Would you write the data out once more, exactly as it is?

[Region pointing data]
▼

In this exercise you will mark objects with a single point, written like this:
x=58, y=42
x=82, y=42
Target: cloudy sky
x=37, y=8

▲

Written reply>
In this exercise you will mark objects with a single point, written like this:
x=58, y=42
x=82, y=42
Target: cloudy sky
x=37, y=8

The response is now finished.